● WORK ORDER:
If a line in the entries below includes "uniform", show that line.
── DATA FOR THE TASK ──
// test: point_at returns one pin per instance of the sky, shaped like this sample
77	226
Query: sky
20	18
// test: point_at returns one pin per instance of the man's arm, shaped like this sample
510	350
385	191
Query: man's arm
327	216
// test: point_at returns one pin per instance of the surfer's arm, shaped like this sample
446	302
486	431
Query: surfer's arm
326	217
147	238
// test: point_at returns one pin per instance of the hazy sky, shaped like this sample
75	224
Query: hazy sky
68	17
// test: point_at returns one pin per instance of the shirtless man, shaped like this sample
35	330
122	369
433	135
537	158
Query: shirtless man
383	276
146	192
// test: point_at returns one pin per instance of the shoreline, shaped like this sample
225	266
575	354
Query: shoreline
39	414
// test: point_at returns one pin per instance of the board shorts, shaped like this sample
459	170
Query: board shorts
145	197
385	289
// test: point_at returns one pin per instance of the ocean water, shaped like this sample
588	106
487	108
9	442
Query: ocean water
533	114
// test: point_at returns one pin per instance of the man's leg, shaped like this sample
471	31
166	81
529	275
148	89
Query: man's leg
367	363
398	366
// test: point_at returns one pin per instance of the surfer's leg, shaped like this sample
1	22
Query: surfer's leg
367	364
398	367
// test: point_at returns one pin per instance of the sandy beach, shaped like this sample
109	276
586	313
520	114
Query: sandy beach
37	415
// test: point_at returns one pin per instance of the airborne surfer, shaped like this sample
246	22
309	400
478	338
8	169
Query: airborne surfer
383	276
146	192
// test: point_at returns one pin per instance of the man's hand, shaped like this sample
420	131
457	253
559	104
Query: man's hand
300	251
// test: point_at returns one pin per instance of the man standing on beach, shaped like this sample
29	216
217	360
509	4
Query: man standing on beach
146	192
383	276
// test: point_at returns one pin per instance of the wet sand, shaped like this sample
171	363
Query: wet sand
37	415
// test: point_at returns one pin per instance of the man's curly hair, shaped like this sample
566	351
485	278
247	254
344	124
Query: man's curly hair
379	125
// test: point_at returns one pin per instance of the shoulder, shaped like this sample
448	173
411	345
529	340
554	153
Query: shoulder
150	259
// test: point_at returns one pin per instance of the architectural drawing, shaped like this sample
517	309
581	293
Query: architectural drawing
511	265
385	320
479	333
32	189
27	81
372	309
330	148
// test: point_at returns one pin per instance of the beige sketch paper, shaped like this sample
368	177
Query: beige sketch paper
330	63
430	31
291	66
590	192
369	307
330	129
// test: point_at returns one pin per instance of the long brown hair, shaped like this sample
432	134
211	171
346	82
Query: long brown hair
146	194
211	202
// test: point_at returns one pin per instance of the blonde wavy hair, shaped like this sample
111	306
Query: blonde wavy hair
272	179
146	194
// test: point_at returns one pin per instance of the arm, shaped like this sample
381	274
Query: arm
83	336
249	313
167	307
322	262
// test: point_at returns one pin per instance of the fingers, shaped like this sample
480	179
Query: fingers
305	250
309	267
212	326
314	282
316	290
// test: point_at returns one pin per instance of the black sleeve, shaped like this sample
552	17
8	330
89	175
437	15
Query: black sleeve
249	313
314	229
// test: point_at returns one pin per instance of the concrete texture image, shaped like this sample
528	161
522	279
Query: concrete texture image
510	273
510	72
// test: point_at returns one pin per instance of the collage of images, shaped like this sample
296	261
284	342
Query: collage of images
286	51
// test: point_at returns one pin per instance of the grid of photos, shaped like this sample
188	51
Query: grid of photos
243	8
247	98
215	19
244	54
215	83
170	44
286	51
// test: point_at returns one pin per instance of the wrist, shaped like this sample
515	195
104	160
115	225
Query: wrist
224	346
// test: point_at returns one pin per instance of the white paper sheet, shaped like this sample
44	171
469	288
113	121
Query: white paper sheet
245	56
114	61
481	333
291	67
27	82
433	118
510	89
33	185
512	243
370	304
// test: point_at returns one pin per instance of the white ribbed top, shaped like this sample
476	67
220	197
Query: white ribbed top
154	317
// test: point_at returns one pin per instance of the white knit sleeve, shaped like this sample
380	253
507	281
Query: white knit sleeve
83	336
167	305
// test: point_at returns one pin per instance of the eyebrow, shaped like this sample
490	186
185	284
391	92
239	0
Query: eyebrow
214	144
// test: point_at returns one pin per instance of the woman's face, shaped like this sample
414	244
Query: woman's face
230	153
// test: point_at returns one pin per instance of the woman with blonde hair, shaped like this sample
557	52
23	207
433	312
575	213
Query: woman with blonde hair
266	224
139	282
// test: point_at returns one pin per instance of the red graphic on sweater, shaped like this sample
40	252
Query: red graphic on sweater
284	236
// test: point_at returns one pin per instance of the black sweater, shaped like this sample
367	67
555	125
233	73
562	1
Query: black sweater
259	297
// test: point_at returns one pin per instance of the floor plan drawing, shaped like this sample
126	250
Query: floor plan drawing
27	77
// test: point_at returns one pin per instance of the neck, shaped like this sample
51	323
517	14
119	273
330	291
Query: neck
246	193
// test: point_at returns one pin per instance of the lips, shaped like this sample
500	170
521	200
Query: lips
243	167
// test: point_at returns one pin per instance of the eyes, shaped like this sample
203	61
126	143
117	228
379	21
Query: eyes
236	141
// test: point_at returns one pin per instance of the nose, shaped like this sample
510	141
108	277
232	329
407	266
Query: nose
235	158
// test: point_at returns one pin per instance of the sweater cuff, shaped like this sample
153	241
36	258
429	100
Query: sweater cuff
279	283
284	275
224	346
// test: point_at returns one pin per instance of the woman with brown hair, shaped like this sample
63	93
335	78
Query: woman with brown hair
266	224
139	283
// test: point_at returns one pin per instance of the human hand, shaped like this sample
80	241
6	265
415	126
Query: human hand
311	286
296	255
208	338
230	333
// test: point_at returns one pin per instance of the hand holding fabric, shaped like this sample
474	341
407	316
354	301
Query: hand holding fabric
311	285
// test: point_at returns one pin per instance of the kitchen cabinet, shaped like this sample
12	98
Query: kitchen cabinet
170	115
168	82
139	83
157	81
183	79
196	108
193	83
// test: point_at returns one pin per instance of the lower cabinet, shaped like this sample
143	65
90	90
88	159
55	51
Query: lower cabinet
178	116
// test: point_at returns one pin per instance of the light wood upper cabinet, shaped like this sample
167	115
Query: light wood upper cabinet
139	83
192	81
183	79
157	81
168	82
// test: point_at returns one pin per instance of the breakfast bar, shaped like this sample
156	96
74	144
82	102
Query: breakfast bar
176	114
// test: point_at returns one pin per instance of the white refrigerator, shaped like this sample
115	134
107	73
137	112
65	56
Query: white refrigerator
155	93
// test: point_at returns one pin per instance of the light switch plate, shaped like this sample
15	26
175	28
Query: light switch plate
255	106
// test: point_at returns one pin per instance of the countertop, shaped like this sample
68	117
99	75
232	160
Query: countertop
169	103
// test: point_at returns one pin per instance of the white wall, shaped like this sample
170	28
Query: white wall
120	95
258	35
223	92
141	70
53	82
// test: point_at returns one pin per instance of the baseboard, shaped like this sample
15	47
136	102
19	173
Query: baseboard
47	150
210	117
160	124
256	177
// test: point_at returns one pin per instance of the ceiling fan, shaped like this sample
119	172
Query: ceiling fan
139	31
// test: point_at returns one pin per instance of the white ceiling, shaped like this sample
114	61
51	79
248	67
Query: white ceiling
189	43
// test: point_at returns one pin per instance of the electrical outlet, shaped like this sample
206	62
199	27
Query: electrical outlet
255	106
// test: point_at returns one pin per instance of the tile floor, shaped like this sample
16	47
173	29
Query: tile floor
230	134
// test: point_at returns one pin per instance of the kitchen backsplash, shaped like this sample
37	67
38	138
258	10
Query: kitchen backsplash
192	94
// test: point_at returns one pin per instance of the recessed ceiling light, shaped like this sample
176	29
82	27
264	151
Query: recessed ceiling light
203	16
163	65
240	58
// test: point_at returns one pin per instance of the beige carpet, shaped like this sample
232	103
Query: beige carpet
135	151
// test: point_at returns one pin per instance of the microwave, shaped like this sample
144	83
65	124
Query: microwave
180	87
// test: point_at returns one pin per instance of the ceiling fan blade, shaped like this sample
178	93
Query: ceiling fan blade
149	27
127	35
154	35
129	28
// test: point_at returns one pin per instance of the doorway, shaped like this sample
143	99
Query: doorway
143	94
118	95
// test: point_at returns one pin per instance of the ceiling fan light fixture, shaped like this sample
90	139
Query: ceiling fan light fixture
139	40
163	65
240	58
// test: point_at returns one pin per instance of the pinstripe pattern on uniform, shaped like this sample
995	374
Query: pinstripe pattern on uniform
───
── DATA FOR THE TASK ──
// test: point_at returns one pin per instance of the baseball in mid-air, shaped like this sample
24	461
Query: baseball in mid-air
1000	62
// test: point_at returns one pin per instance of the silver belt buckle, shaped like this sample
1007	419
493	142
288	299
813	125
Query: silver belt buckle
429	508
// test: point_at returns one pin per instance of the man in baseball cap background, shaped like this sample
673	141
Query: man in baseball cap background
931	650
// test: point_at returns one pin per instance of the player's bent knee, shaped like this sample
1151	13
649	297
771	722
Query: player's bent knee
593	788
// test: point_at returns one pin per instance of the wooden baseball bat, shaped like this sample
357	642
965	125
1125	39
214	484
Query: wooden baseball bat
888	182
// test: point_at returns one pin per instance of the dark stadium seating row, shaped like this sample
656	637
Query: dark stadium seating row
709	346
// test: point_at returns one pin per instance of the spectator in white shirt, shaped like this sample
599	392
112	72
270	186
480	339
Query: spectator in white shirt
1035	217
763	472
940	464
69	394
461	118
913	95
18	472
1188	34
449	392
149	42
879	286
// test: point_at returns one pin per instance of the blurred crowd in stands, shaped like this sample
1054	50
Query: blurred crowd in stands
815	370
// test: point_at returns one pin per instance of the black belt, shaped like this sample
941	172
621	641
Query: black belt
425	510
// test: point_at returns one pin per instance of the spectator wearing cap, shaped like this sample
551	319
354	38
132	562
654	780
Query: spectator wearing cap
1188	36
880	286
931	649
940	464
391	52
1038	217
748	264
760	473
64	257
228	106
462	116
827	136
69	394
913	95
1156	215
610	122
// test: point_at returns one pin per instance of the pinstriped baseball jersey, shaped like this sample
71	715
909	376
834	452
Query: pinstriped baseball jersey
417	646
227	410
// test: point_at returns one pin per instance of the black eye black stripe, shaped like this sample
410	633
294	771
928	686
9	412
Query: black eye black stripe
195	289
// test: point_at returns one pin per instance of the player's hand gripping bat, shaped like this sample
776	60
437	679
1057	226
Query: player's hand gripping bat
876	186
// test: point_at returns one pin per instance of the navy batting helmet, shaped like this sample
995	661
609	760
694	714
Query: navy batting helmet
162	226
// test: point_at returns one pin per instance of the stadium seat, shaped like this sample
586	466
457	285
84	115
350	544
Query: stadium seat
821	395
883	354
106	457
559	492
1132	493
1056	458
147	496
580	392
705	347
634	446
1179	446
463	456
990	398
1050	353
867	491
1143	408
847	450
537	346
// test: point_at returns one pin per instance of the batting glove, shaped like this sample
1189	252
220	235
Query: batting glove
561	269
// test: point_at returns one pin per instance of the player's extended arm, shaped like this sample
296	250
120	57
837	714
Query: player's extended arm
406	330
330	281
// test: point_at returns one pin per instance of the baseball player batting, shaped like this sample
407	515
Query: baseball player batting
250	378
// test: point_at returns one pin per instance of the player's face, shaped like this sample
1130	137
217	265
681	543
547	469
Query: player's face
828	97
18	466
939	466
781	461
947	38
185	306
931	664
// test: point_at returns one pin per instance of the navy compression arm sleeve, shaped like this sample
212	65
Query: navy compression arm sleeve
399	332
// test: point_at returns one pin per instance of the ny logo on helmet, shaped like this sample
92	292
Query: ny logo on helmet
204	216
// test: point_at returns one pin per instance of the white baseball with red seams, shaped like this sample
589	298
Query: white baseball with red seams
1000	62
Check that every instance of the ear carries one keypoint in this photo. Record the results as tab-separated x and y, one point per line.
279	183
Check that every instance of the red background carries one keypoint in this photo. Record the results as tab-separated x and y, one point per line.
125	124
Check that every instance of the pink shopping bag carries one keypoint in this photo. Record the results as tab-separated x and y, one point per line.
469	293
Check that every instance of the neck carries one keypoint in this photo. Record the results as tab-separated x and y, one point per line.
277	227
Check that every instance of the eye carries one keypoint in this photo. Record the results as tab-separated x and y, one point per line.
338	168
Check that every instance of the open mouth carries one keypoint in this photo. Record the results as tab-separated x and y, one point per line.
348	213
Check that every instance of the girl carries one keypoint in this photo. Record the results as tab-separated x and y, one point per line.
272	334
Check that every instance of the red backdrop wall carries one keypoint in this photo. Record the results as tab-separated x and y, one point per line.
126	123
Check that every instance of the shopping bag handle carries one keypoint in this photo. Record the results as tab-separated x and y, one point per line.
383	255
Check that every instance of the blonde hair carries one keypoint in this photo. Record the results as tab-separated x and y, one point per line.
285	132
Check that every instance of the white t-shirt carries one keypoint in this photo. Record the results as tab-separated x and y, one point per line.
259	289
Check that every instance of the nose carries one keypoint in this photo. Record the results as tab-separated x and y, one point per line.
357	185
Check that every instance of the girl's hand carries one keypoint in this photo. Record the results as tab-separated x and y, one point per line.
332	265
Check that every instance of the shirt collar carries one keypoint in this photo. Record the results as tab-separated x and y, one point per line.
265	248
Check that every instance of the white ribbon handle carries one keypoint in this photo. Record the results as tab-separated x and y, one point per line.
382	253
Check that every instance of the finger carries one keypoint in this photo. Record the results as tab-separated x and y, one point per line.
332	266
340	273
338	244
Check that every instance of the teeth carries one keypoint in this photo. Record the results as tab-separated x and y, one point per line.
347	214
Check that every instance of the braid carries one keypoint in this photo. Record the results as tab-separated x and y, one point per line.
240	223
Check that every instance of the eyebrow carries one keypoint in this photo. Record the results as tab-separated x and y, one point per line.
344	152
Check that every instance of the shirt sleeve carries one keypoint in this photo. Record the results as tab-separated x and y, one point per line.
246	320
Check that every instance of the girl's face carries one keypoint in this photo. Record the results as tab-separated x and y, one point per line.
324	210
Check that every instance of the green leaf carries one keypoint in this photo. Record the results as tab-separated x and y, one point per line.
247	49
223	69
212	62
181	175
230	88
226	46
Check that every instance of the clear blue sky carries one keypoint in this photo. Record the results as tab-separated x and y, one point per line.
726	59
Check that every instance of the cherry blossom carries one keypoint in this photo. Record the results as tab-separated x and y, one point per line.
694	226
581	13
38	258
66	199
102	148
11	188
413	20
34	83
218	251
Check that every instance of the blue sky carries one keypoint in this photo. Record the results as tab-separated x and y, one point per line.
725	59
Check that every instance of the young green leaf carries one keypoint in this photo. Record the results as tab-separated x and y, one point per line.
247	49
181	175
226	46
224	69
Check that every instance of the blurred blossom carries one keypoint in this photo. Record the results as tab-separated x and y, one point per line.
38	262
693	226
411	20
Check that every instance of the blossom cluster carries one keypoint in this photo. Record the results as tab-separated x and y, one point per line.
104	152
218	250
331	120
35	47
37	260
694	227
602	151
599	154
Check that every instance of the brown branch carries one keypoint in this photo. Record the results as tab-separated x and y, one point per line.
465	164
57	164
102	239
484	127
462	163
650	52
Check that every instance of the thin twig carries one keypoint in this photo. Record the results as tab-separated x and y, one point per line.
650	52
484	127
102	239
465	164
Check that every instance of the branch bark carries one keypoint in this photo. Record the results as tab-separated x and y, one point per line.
───
── DATA FOR THE TASK ──
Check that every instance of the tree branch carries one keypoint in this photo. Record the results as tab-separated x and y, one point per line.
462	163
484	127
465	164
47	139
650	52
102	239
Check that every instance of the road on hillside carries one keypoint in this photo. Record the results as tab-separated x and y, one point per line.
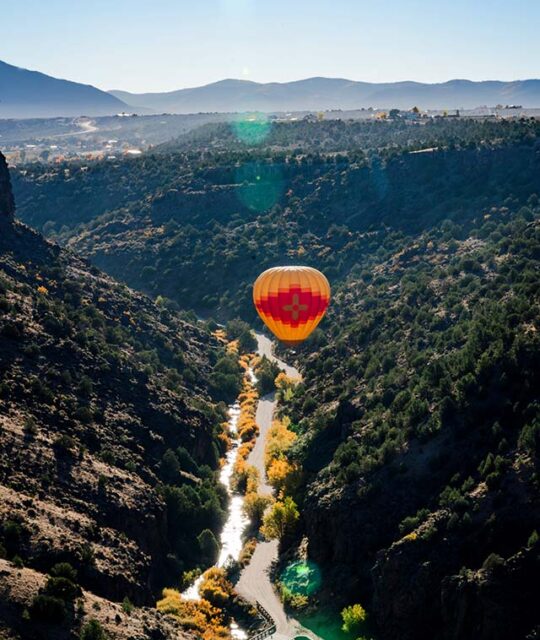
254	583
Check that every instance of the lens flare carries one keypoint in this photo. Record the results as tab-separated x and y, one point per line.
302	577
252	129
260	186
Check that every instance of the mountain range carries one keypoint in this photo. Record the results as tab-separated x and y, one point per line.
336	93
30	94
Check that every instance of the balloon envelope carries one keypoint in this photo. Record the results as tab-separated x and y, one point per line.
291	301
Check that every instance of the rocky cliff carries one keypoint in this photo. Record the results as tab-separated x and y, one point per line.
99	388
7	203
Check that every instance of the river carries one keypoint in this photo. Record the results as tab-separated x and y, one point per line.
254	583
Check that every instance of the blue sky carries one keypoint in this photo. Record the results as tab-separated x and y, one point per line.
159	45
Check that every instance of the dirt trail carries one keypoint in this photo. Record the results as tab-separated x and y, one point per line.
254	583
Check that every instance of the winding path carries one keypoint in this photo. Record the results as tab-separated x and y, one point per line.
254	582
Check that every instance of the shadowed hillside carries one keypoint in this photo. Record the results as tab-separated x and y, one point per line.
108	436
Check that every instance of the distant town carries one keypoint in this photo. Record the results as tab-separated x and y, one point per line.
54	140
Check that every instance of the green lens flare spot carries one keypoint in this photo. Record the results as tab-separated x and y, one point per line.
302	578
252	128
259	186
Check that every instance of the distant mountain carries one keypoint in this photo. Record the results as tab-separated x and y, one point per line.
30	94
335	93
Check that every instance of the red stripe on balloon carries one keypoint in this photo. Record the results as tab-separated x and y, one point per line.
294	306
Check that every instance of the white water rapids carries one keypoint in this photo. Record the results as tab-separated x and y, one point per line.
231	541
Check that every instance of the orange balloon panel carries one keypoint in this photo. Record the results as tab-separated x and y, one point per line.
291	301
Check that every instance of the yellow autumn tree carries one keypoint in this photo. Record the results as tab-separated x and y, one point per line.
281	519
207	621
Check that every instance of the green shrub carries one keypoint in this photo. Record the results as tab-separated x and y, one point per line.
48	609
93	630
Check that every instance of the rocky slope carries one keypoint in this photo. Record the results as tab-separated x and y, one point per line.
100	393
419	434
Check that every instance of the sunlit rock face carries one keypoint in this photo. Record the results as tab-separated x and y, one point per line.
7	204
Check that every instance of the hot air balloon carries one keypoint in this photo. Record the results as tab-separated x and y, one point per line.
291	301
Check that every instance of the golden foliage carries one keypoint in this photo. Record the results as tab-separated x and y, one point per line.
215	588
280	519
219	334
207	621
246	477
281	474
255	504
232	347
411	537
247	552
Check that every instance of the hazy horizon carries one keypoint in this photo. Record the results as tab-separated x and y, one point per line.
───
● EXERCISE RESPONSE:
// test: point_at returns one pin per instance of the pinstripe pattern on uniform, shaped like this sample
Query: pinstripe pattern on uniform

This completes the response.